▶ _Task instructions_
1. Answer these questions from the text on Shandong Zibo Experimental High School, one answer per line:
(a) In what year was YaoNan Middle School established?
(b) What name did the school take in 1955?
(c) Which country's standard public high school curriculum is used to educate students in the international class?
2. Continue the text on Shandong Zibo Experimental High School from the point where it stops.

▶ _Selected excerpt_
Content starts

Shandong Zibo Experimental High School (山东淄博实验中学 (Shāndōng Zībó Shíyàn Zhōngxúe)) located in Zibo, Shandong, China, is a key school in Shandong Province, China. It was originally named YaoNan Middle School, which was established in 1942 and named after the anti-Japanese martyr Ma Yaonan. In 1955, it was renamed to Zibo No. 5 Middle School. In 1997 September, the high school department of Zibo No. 5 Middle School moved to the present location, which is in the west area of Zhandian District.

The school has international class, where students are educated by the curriculum of the US standard public high school. Alumni from international class are enrolled in various renowned universities in the North America and other countries.

The school was deemed one of Shandong's first key schools.

Content ends

▶ _Dataset extract_

Content starts

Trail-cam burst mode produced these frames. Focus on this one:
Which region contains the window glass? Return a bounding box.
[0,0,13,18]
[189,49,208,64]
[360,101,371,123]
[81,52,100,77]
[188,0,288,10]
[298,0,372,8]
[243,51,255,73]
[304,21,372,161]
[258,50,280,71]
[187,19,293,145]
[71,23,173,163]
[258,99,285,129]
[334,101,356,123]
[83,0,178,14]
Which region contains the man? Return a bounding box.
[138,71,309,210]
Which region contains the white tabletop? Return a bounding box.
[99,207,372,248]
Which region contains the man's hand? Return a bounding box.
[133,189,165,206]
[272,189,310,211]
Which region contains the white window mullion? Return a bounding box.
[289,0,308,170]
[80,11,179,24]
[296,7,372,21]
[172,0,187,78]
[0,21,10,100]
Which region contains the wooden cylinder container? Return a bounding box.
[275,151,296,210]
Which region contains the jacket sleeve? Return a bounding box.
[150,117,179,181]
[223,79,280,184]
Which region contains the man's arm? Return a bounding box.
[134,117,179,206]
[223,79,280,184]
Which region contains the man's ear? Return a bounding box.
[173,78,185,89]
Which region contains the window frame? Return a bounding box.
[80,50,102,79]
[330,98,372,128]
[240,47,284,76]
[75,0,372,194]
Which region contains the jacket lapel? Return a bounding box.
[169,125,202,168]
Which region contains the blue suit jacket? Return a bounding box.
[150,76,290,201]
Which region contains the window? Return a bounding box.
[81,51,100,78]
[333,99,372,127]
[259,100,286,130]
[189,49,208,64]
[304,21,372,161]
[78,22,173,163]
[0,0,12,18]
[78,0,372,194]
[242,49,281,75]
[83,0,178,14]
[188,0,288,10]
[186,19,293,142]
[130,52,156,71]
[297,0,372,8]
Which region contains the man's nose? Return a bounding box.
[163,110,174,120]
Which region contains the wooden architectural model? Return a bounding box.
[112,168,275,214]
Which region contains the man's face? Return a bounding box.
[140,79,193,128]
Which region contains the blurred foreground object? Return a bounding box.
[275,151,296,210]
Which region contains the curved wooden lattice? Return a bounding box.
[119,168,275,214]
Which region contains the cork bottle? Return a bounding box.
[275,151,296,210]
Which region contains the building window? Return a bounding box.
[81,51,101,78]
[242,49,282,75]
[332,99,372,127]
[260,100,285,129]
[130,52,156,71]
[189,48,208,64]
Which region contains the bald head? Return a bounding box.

Content ends

▶ _Answers for this exercise_
1.
(a) 1942
(b) Zibo No. 5 Middle School
(c) The US

2.
==Title==
The calligraphic title Shandong Zibo Shiyan Zhongxue (山东淄博实验中学, literally Shandong Zibo Experimental High School) was inscribed by Ouyang Zhongshi, a Chinese calligrapher.

==Campus==
Shandong Zibo Experimental High School occupies an area of more than 22 hectares, with a total building area of 100,000 square meters. The school has a stadium which can hold more than 2,000 people.

The Confucius Park is located to the south of Boxue Building, and covers an area of 6,280 square meters. In the park stands a statue of Confucius.